Exercise
After finding "One point marks each instance of the toilet paper roll." in the data, write out its line and all following lines without change, up to and including the last one. Leave out pictures.

(Point localization data)
Segment Open

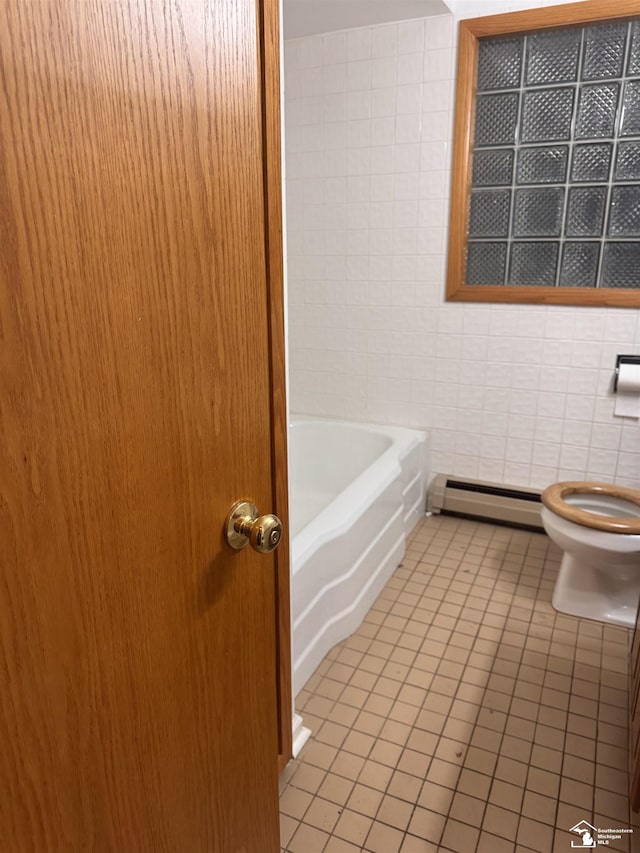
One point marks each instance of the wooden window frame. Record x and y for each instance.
(470, 32)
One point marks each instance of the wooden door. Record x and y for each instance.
(634, 718)
(140, 396)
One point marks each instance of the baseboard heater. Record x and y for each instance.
(488, 501)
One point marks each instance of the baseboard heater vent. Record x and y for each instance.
(488, 501)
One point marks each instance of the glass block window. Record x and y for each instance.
(555, 177)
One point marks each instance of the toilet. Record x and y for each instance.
(597, 525)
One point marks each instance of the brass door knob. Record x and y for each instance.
(244, 526)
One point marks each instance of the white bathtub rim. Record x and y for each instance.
(346, 577)
(348, 504)
(306, 664)
(307, 542)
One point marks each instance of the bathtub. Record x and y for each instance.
(356, 492)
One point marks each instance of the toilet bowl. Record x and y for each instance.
(597, 525)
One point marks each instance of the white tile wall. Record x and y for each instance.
(513, 394)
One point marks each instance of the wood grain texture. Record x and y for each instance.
(547, 17)
(138, 706)
(275, 296)
(553, 497)
(470, 31)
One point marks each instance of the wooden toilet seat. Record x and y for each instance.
(554, 496)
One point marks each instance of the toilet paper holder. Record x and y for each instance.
(623, 359)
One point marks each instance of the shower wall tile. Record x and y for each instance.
(512, 394)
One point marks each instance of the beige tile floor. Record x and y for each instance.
(465, 714)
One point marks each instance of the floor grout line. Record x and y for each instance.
(469, 604)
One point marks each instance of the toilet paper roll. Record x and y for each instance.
(627, 403)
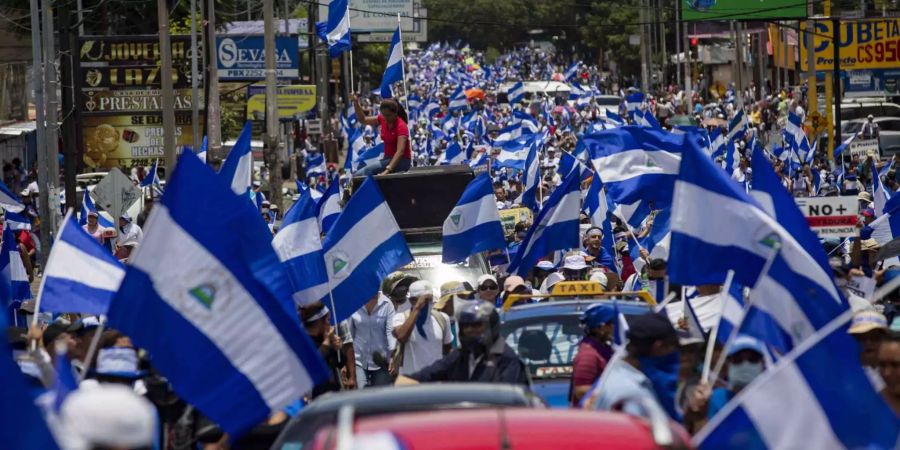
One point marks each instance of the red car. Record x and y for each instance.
(514, 429)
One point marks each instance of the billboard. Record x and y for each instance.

Segment Closed

Response to this task
One point marks each instance of the toilet paper roll. Record x and y for each instance.
(627, 403)
One point marks each instance of the red car. Record x and y for each instance.
(514, 429)
One point marks each instance of the billboard. Record x and y for each instance.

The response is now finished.